Channel model, human motion recognition, wireless sensing## I. INTRODUCTION

Wireless sensing is a promising technique for addressing the safety issues in intelligent transportation systems [1], [2]. For instance, the technique is able to detect running children in the underground parking garage. Wireless sensing can be classified into model-driven sensing [3] and data-driven sensing [4]–[6]. Localization is one of the typical applications of the former, where the locations of mobile devices are computed from a few measurements (e.g., difference of time of arrivals) of the radio frequency (RF) signals via geometry relationship [3]. However, the data-driven sensing is usually much more complicated. For example, in human motion recognition (HMR), motions cannot be determined directly via the measurements of RF signals. Instead, the machine learning techniques are adopted to extract useful information by comparing with historical training samples [4].

Specifically, the micro-Doppler features of the non-rigid body movements are first extracted from the received RF signals in [4]. Then, these features are represented by the time-frequency spectrograms (i.e., images) and machine learning approaches are applied for image classification. For example, in [5], the short time Fourier transform (STFT) is adopted to generate spectrograms and a support vector machine (SVM) is applied to the spectrograms, which achieves a classification error smaller than 10%. By replacing the SVM with a convolutional neural network (CNN), it is shown in [6] that a smaller classification error is achievable. However, it is unclear whether the system performance could be further improved by leveraging deeper neural networks such as residual network (ResNet) [7].

On the other hand, training a machine learning model requires a large dataset. However, data gathering from experiment is environmental and task dependent and thus extremely time consuming. Moreover, manual annotations are also necessary. To reduce the costs of dataset collection, one promising approach is to generate various scenarios and massive labeled data via a wireless sensing channel model. Nevertheless, wireless sensing is fundamentally different from wireless communications and the existing channel models may not be suitable for the tasks of wireless sensing. In particular, based on our experimental results, it is found that a wireless sensing channel model should be consistent in spatial, time and micro-Doppler domains, while maintaining sensing uncertainty. Unfortunately, none of the existing channel models [8]–[16] satisfy the above features.

In summary, there are two main challenges in this paper: 1) Lack of a deep human motionrecognition model, and 2) Lack of a wireless sensing channel model. To address the above challenges, this paper proposes a deep spectrogram network (DSN) for high-quality human motion recognition and a primitive based autoregressive hybrid (PBAH) channel model to facilitate efficient training and testing dataset generation for HMR in a virtual environment. The contributions of this paper are summarized below:

1. 1) **Development of a deep spectrogram network.** The DSN employs singular value decomposition (SVD) for data cleaning, STFT for data transformation, and deep residual learning for data classification, which achieves smaller classification error than that of CNN.
2. 2) **Development of a primitive based autoregressive hybrid channel model.** The PBAH channel model is a simulator that provides vivid sensing datasets and supports all the features required by HMR. The channel evolution rate of the PBAH model is fine-tuned via Kullback-Leibler (KL) divergence minimization. Experimental results show that the PBAH channel model matches the actual experimental data very well.

Extracted entries:
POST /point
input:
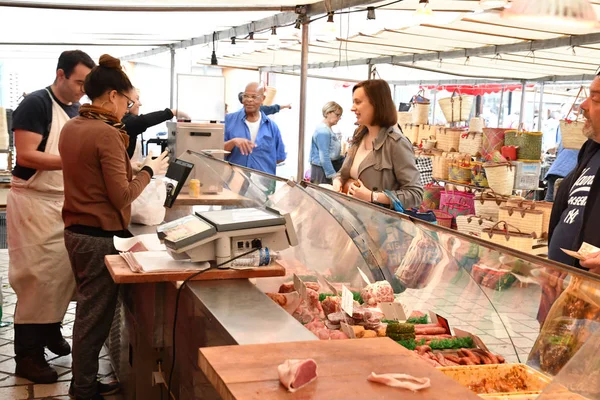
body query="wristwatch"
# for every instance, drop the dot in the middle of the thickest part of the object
(375, 197)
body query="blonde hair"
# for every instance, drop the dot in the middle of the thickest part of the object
(332, 106)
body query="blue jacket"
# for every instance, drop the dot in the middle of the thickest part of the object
(269, 144)
(566, 159)
(325, 148)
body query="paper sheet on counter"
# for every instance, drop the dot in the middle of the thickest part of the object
(159, 261)
(585, 250)
(150, 242)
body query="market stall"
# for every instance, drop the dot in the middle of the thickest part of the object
(485, 297)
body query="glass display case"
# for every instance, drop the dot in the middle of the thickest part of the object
(492, 297)
(499, 294)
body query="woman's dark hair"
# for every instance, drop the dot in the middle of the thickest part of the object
(69, 59)
(380, 96)
(107, 76)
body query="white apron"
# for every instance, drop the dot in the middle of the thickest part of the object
(39, 267)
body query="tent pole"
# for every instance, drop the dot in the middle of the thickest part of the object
(501, 108)
(172, 85)
(303, 82)
(522, 111)
(542, 87)
(433, 105)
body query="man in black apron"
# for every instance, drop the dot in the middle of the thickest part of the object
(39, 268)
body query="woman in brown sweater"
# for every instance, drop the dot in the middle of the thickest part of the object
(99, 189)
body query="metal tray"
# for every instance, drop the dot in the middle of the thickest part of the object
(468, 375)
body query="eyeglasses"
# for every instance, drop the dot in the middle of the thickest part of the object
(252, 97)
(130, 102)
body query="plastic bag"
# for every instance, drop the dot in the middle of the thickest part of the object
(571, 321)
(148, 208)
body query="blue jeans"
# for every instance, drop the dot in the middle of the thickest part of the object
(550, 191)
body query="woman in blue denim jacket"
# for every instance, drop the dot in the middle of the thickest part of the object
(326, 148)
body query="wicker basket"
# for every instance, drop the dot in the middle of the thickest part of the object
(501, 177)
(572, 134)
(457, 107)
(411, 131)
(473, 225)
(459, 172)
(544, 206)
(470, 143)
(420, 114)
(443, 218)
(493, 140)
(528, 221)
(440, 166)
(529, 143)
(404, 117)
(427, 132)
(448, 139)
(509, 238)
(478, 177)
(476, 125)
(487, 205)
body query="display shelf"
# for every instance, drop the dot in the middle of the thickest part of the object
(250, 372)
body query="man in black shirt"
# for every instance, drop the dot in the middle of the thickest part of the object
(136, 124)
(576, 212)
(39, 267)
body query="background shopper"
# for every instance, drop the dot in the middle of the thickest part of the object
(326, 148)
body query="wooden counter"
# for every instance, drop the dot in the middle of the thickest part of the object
(225, 198)
(250, 372)
(121, 273)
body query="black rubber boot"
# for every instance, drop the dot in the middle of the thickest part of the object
(35, 368)
(55, 342)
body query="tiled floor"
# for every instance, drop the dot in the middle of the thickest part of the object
(15, 388)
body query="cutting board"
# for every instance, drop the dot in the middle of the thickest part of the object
(224, 198)
(121, 273)
(250, 372)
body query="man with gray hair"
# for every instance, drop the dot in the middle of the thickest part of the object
(252, 138)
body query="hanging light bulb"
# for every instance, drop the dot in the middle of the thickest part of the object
(251, 45)
(570, 15)
(488, 4)
(424, 10)
(273, 43)
(329, 30)
(370, 13)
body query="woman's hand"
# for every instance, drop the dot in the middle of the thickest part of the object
(592, 262)
(337, 185)
(360, 191)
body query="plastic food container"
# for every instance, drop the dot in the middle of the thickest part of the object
(470, 375)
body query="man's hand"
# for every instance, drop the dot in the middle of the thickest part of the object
(359, 191)
(592, 262)
(337, 185)
(246, 146)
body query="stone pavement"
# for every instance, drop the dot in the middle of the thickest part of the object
(15, 388)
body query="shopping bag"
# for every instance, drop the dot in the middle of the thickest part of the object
(148, 208)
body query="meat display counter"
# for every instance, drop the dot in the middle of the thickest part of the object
(483, 295)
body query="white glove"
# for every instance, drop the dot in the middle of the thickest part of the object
(159, 165)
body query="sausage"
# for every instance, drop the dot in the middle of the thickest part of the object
(485, 360)
(466, 361)
(492, 357)
(450, 357)
(441, 359)
(471, 355)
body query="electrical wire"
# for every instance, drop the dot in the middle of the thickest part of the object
(177, 305)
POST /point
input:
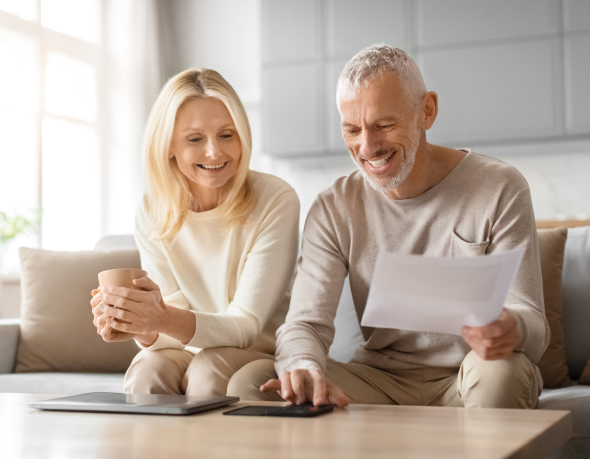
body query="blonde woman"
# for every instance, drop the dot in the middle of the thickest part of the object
(219, 243)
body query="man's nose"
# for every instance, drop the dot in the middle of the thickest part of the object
(369, 145)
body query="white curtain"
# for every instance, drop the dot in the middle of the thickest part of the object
(133, 77)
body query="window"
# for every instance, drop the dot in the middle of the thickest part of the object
(50, 121)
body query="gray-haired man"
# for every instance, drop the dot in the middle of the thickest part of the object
(408, 196)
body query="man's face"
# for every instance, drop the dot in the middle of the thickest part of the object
(380, 128)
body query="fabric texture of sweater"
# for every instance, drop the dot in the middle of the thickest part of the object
(483, 206)
(236, 280)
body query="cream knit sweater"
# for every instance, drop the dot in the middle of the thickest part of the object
(236, 281)
(482, 206)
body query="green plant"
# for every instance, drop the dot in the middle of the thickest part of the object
(12, 226)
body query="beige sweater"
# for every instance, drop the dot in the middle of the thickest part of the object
(482, 206)
(237, 281)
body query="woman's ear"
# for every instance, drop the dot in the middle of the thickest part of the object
(430, 101)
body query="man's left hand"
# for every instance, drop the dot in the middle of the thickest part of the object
(495, 341)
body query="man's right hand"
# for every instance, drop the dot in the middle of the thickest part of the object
(299, 386)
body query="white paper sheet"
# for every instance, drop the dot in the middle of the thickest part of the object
(439, 294)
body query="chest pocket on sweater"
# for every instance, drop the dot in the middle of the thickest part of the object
(462, 248)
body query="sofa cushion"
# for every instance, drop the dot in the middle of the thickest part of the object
(553, 363)
(575, 399)
(57, 333)
(576, 299)
(61, 383)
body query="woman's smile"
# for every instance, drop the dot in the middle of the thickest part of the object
(213, 167)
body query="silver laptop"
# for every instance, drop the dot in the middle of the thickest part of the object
(105, 402)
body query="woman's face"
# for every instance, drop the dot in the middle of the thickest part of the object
(205, 143)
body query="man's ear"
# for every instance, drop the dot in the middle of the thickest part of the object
(430, 109)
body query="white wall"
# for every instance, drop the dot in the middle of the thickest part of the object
(512, 79)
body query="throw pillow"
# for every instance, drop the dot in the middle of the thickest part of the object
(57, 333)
(553, 363)
(576, 301)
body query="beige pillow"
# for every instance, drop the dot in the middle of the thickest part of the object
(553, 363)
(57, 333)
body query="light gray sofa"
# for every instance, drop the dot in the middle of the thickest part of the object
(576, 317)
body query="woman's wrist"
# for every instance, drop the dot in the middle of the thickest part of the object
(180, 324)
(147, 340)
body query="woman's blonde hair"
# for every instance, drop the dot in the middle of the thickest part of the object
(168, 194)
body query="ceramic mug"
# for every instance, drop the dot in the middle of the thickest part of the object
(120, 277)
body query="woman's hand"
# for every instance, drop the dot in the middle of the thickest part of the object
(106, 331)
(135, 312)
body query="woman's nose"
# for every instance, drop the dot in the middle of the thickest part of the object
(213, 150)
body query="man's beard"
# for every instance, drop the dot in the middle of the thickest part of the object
(402, 174)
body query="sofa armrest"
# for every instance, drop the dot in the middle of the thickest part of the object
(9, 333)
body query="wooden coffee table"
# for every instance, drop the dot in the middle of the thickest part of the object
(360, 431)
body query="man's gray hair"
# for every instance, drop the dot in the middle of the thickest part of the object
(376, 59)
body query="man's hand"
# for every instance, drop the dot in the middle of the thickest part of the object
(299, 386)
(495, 341)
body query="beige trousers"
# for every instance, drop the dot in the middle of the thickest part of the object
(510, 383)
(175, 371)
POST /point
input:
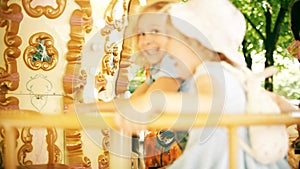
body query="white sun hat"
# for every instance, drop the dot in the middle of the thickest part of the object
(217, 24)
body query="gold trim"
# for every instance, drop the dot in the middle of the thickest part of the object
(111, 59)
(27, 147)
(103, 159)
(81, 23)
(1, 147)
(48, 11)
(48, 49)
(11, 16)
(54, 152)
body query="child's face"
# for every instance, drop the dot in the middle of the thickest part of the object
(152, 39)
(186, 61)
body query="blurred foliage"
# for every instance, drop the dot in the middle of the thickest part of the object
(268, 34)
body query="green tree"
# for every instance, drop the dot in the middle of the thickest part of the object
(268, 30)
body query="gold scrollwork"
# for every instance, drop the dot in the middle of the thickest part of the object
(81, 23)
(53, 151)
(41, 53)
(27, 147)
(47, 10)
(10, 19)
(103, 159)
(111, 59)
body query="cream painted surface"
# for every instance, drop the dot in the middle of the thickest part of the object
(39, 80)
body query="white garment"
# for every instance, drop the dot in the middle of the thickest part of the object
(207, 147)
(165, 68)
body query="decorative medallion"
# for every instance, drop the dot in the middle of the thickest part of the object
(41, 54)
(47, 10)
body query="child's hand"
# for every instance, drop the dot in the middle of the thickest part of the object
(294, 49)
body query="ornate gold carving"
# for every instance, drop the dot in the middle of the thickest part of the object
(41, 53)
(48, 11)
(81, 23)
(26, 138)
(53, 151)
(10, 18)
(111, 59)
(103, 159)
(1, 147)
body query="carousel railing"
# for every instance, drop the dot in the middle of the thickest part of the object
(11, 119)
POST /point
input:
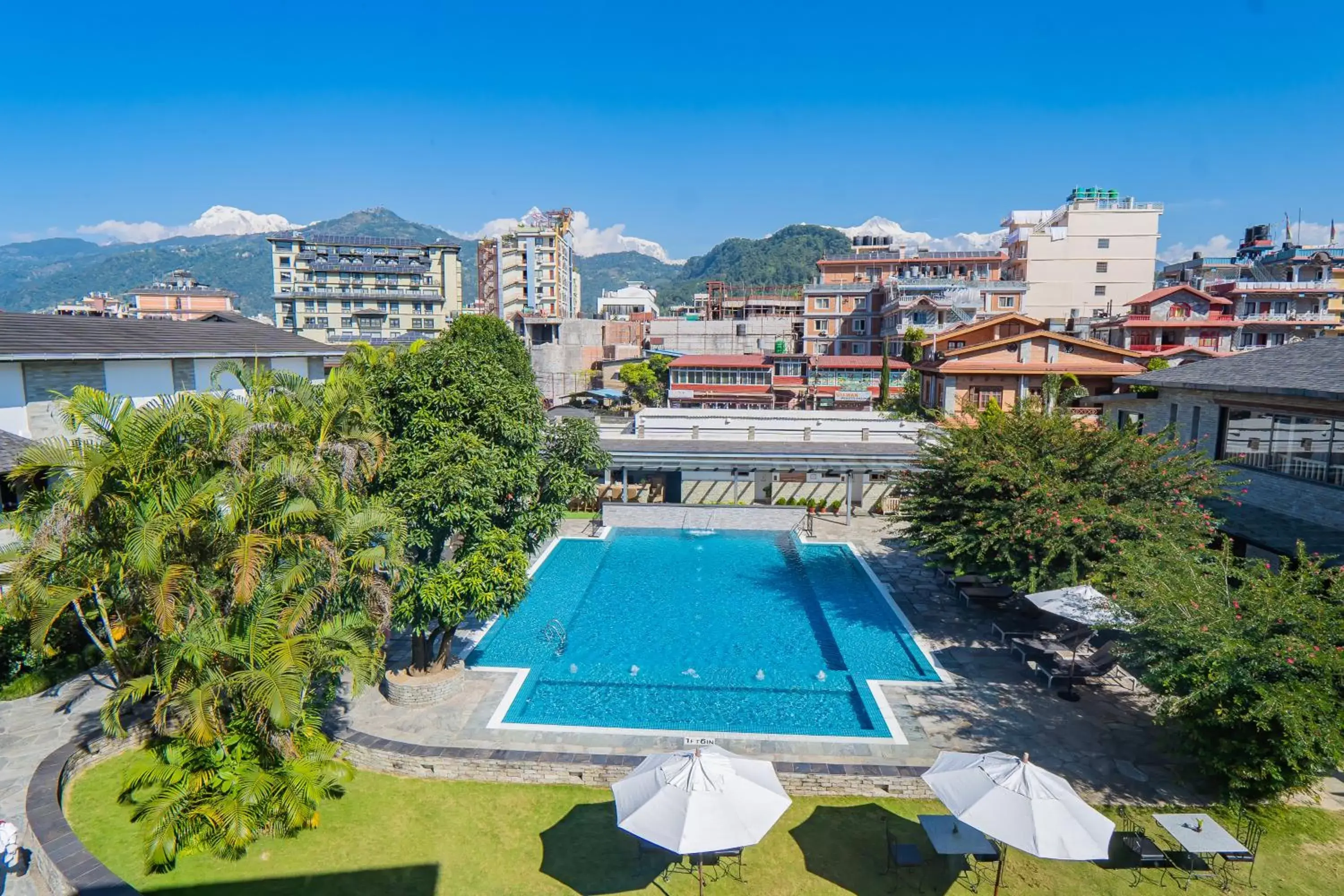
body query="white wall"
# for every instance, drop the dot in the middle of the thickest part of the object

Task instructions:
a) In the wireless sensing introduction, retype everything from "1. 1) **Development" down to "data very well.".
b) Answer these questions using the wireless sensing introduction:
(i) Which method does [5] use to generate spectrograms?
(ii) What does the DSN use for data cleaning?
(iii) How is the channel evolution rate of the PBAH model fine-tuned?

Results for the exercise:
a)
1. 1) **Development of a deep spectrogram network.** The DSN employs singular value decomposition (SVD) for data cleaning, STFT for data transformation, and deep residual learning for data classification, which achieves smaller classification error than that of CNN.
2. 2) **Development of a primitive based autoregressive hybrid channel model.** The PBAH channel model is a simulator that provides vivid sensing datasets and supports all the features required by HMR. The channel evolution rate of the PBAH model is fine-tuned via Kullback-Leibler (KL) divergence minimization. Experimental results show that the PBAH channel model matches the actual experimental data very well.

b)
(i) The short time Fourier transform (STFT).
(ii) Singular value decomposition (SVD).
(iii) Through Kullback-Leibler (KL) divergence minimization.